Work request: Which lines in the records below contain the word "gray"? Return each of them.

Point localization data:
····················
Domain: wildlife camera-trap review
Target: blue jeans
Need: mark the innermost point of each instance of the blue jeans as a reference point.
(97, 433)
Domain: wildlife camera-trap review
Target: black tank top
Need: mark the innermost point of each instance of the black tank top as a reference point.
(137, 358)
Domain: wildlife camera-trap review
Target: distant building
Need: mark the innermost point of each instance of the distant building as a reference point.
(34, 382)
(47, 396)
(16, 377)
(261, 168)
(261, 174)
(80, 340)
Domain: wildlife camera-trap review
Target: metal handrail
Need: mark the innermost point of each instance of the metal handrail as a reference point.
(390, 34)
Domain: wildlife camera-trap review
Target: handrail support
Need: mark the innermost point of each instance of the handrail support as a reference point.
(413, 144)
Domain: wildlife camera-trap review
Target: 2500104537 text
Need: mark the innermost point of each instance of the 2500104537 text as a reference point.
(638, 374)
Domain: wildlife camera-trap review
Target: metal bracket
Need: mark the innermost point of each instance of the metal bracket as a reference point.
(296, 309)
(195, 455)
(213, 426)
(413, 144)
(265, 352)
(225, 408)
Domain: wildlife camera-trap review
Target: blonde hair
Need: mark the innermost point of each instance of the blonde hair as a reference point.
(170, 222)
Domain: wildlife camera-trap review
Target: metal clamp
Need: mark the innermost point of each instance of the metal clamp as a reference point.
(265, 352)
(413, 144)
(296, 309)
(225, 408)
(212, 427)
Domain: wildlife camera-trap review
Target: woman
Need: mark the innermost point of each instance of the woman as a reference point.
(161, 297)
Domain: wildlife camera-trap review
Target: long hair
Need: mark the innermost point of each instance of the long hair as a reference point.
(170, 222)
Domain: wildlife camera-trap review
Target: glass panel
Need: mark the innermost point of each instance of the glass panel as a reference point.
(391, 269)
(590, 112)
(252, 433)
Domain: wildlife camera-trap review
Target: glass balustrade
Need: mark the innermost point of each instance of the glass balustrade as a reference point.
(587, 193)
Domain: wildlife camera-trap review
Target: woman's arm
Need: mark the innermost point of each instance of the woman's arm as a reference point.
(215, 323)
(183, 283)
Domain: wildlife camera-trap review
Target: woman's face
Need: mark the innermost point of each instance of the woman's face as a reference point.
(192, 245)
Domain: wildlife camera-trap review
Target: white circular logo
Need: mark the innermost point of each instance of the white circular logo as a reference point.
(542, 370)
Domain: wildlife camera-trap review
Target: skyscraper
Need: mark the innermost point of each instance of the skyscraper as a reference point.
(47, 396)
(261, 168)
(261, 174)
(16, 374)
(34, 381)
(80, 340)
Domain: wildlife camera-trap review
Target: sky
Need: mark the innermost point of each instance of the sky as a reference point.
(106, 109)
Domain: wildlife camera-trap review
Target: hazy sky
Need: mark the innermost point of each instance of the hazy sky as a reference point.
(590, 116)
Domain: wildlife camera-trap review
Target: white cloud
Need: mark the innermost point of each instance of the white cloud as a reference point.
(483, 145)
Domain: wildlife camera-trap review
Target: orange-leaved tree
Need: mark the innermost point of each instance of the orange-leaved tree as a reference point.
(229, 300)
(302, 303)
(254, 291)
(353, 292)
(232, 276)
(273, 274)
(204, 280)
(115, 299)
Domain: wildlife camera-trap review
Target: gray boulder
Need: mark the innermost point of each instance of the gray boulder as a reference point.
····················
Response for this exercise:
Target: gray boulder
Need: mark the innermost point of each instance of the gray boulder as a reference point.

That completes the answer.